**SOURCE EXCERPT**
::::

Diana Olick had this twist on the NAHB lobbying:
‘I’m not often shocked on this beat, but I am today. I just got a call from a source at one of the big public home builders regarding my blog yesterday about the National Association of Home Builders cutting off PAC money to members of Congress.’
‘The source says that the big builders are respectful of the process on the Hill and appreciative of the access. In other words, my words, they did not expect a quid pro quo. While disappointed, the source says, they hope to continue working forward constructively with members of Congress, in order to work through the current difficulties. The source says some of the big builders are confused as to why the Association did what it did.’
The big builders kept local municipalities from keeling over, by buying off their governments, lock, stock and barrel, through use fees, and where’d it get them?
A one-way ticket to Palookaville…
All aboard!
From the NAHB perspective, thoroughly understandable. Once you buy a politician, they should stay bought.
“There’s nothing wrong with revenge - it’s the best way to get even!”
Archie Bunker
Someone once asked Howard Hughes what qualities he looked for in the politicians he supported.
“The ability to close their hand when I tell them to” was the reply.
ben,
The second they get you trying to figure something out…they got you. Maybe the NAOHB is trying to pull one over their member builders.
The timing couldn’t have been more perfect for the Calif. Coastal Commission to overwhelmingly deny the land grab of a portion of the wildlife preserve near the famous San Onofre surf spot known as Trestles. Contractors/land developers wanted to swipe this acreage along the northern edge of Camp Pendleton (San Diego’s natural buffer zone from LA) to build another toll road to supposedly “alleviate traffic” along the I-5 corridor and within south Orange County. As the public–in the largest turnout ever for a CC hearing– accurately pointed out, new freeways seldom alleviate traffic over the long haul since more lanes encourage more roadside develoment which encourages more traffic. If this toll road had gone through we would have seen yet another bumper crop of 1M bloat houses “with ocean views” to join the growing inventory of unaffordable houses. Folks are finally figuring out how lobbyists influence public policy, and how taxpayers subsidize private gain. In this case the housing/credit crash saved a unique open space for generations to come.
Bay Area #’s out - I will wait until Ben posts - let me summarize though:
TIMBERRRRRRRRRRRRRRRRRRRRRRRRRRRRRRRRRRRRR
And to think that some people might call you a doom and gloomer. Just look at the cheerful attitude emanating from that post!
LOL!!
Yeah, and you know, that’s not very compassionette.
I couldn’t wait. I looked. HOLY CRAP! I’m not going to let the cat outta’ the bag, but yes- I can’t wait for Ben to share this with the blog. Oh…. how rich this is…
LOL
“Home prices continued their plunge during the last three months of 2007, setting a real estate trade group’s record for the biggest-ever quarterly drop. The national median price drop of 5.8%, to $206,200 from $219,300, was the steepest ever recorded by the National Association of Realtors (NAR), which has been compiling the report since 1979.”

::::

**LISTING**
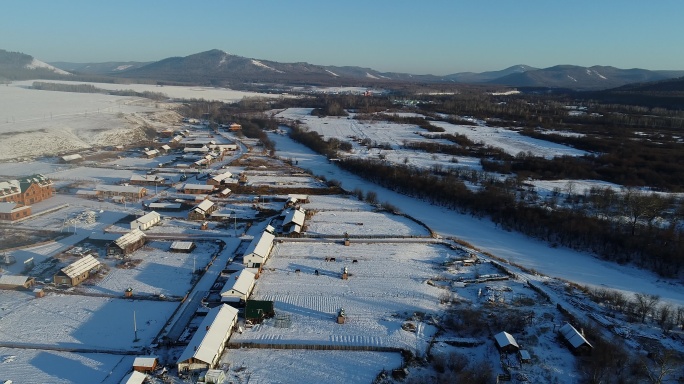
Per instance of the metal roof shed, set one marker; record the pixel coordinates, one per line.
(207, 344)
(506, 342)
(238, 287)
(146, 221)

::::

**SET OF TASKS**
A. Reproduce the part of the home builder comment thread from "Bay Area #’s" down to "not very compassionette.".
B. In the home builder comment thread, what did the national median home price fall to during the last three months of 2007?

**PER-TASK ANSWERS**
A.
Bay Area #’s out - I will wait until Ben posts - let me summarize though:
TIMBERRRRRRRRRRRRRRRRRRRRRRRRRRRRRRRRRRRRR
And to think that some people might call you a doom and gloomer. Just look at the cheerful attitude emanating from that post!
LOL!!
Yeah, and you know, that’s not very compassionette.

B. It fell to $206,200, down from $219,300.